** Dataset content follows **
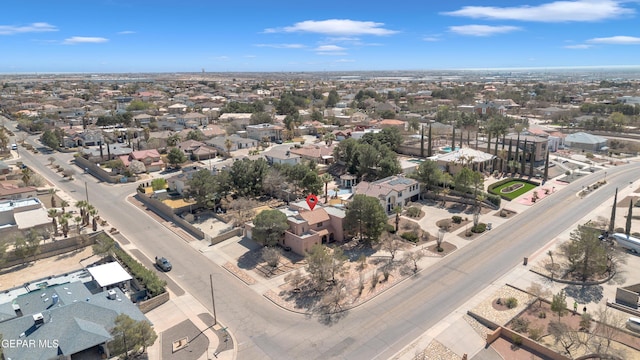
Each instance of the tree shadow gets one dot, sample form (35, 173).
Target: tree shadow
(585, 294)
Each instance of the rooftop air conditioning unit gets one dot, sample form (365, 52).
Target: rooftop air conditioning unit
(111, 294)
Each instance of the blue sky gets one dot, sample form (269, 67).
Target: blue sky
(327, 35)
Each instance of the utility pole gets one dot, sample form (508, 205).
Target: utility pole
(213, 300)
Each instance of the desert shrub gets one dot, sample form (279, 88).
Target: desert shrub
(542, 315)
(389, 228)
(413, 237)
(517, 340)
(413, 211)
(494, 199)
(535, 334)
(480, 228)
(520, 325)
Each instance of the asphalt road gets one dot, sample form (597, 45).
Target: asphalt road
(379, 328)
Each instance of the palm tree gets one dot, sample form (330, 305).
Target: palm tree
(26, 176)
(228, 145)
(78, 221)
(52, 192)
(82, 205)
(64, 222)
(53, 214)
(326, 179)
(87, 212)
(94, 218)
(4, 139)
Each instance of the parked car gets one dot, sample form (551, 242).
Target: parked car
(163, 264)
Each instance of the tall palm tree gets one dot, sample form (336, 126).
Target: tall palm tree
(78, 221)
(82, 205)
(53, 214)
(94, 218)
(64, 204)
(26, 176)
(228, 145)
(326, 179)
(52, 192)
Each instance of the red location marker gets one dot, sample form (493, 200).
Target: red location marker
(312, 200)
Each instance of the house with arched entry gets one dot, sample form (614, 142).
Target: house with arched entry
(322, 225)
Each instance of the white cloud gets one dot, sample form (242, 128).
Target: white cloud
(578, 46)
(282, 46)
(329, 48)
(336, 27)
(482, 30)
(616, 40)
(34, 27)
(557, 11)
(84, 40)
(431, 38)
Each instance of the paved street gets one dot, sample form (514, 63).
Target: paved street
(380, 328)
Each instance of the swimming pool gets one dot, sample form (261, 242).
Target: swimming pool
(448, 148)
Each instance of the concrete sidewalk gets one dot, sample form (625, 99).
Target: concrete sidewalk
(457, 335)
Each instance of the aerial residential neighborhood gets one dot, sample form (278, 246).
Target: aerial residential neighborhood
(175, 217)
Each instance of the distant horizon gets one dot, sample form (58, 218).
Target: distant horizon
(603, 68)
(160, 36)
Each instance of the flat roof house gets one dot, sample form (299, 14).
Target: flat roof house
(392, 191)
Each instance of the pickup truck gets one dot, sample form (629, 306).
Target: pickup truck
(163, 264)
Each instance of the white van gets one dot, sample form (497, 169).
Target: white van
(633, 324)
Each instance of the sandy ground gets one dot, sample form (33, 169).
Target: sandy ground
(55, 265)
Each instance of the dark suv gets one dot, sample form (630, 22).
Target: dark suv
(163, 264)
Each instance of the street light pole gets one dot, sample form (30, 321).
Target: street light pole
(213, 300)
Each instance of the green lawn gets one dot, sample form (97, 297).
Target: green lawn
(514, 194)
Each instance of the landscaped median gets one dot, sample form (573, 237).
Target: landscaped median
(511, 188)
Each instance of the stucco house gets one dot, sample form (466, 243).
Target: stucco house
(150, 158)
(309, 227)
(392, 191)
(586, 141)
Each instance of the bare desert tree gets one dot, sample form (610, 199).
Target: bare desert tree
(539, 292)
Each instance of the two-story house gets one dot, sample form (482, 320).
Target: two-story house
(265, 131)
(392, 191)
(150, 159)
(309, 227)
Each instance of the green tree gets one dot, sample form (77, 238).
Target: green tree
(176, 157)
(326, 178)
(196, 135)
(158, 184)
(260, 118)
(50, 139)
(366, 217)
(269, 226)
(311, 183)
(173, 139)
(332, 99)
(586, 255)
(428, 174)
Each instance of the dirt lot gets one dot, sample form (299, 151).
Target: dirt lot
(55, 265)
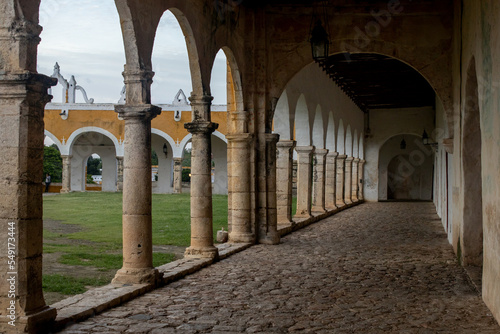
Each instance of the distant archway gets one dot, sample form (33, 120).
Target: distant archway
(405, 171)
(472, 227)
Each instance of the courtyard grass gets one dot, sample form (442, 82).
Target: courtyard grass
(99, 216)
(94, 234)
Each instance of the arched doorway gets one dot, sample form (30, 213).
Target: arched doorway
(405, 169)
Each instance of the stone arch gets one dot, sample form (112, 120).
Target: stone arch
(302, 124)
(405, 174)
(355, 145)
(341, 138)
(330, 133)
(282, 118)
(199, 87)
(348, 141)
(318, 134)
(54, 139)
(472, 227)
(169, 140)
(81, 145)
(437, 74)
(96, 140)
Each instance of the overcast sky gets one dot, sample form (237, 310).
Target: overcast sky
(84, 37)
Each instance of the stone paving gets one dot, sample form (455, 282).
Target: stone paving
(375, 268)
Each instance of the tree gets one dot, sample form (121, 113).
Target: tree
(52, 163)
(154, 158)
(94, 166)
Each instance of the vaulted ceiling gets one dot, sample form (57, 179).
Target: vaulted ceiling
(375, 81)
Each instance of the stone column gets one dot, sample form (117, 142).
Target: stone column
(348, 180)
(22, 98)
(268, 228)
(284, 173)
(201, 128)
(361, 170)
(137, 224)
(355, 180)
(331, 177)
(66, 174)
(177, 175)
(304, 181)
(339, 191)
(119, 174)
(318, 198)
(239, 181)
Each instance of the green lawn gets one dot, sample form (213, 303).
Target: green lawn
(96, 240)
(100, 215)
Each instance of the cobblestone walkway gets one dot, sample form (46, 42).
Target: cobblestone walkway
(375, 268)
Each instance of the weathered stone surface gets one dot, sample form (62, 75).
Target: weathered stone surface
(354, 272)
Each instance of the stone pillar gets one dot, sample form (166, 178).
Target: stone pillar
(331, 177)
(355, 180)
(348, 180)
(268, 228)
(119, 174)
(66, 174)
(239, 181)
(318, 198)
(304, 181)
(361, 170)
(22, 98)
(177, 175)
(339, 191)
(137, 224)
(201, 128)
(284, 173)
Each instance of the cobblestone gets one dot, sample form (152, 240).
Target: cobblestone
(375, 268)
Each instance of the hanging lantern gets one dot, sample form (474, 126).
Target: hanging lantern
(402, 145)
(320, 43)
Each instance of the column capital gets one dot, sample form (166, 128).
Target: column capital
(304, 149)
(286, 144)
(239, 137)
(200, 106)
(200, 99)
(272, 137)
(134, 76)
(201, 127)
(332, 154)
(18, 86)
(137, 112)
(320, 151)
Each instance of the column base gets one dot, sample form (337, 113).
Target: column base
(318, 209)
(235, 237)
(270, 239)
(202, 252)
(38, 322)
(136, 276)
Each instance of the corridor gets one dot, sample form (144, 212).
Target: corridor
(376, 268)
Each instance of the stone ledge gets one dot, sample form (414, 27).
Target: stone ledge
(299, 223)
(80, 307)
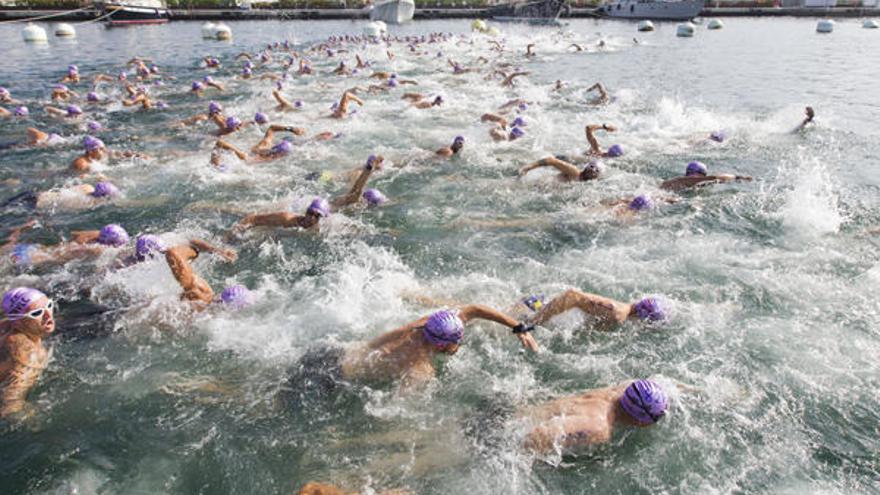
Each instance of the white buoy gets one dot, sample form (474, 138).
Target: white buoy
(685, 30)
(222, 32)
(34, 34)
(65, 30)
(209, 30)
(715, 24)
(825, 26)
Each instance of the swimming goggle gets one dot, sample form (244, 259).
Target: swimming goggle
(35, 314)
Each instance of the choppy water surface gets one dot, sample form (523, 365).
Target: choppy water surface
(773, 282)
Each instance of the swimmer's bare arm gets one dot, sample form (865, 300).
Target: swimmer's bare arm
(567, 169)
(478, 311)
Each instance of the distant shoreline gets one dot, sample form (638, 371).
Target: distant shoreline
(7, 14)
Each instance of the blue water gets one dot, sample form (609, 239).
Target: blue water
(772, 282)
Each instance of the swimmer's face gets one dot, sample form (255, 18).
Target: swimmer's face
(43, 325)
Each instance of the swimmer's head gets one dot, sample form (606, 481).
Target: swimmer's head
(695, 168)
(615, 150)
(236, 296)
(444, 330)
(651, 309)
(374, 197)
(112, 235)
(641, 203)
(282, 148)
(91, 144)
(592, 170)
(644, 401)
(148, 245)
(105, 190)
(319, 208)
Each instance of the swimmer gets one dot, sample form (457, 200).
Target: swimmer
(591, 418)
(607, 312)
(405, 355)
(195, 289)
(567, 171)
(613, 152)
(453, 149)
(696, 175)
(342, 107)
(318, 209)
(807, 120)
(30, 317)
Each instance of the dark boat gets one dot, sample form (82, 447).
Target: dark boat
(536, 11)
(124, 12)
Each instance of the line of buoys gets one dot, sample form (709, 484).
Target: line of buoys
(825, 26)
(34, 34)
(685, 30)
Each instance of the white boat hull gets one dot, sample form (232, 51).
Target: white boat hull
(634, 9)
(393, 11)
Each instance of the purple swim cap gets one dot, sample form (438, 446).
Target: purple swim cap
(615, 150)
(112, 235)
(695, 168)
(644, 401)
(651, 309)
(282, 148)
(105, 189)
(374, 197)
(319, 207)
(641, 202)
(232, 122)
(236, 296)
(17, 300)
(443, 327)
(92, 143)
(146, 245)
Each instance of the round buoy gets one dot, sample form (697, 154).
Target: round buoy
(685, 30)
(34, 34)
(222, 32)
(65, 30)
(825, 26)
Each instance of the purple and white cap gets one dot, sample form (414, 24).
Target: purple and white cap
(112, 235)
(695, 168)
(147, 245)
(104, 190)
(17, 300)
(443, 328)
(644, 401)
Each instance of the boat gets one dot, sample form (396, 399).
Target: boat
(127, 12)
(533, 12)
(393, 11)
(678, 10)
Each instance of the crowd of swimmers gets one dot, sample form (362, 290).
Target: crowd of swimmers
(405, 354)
** End of Dataset content **
Exercise aim: Please write out, exactly as they appear, the lines from the line containing "Each instance of the line" through the last line of the records above, both included.

Output below:
Each instance of the line of buoys gets one dot, sample form (709, 484).
Target: line of buoys
(825, 26)
(34, 34)
(685, 30)
Each instance of the white boat hull gets one dot, sample form (232, 51).
Target: white boat hull
(634, 9)
(393, 11)
Each instance of the purple swim cap gets one dot, sample form (438, 446).
Target: purple swim cap
(615, 150)
(112, 235)
(695, 168)
(644, 401)
(651, 309)
(282, 148)
(105, 189)
(374, 197)
(319, 207)
(641, 202)
(232, 122)
(236, 296)
(17, 300)
(443, 327)
(92, 143)
(146, 245)
Each instance of the round buoy gets one dot, sample form (697, 154).
Target: round buoy
(685, 30)
(34, 34)
(222, 32)
(65, 30)
(825, 26)
Each instance of the purple and white cap gets one dot, sample form (414, 24).
Target: purple and white cap
(112, 235)
(695, 168)
(147, 245)
(104, 190)
(17, 300)
(443, 328)
(644, 401)
Each instance of the boat gets one dot, sample form (396, 399).
Target: boat
(127, 12)
(533, 12)
(393, 11)
(678, 10)
Each instance of the crowd of swimmers gets one dot, sample form (362, 290).
Target: crowd of swimmers
(405, 354)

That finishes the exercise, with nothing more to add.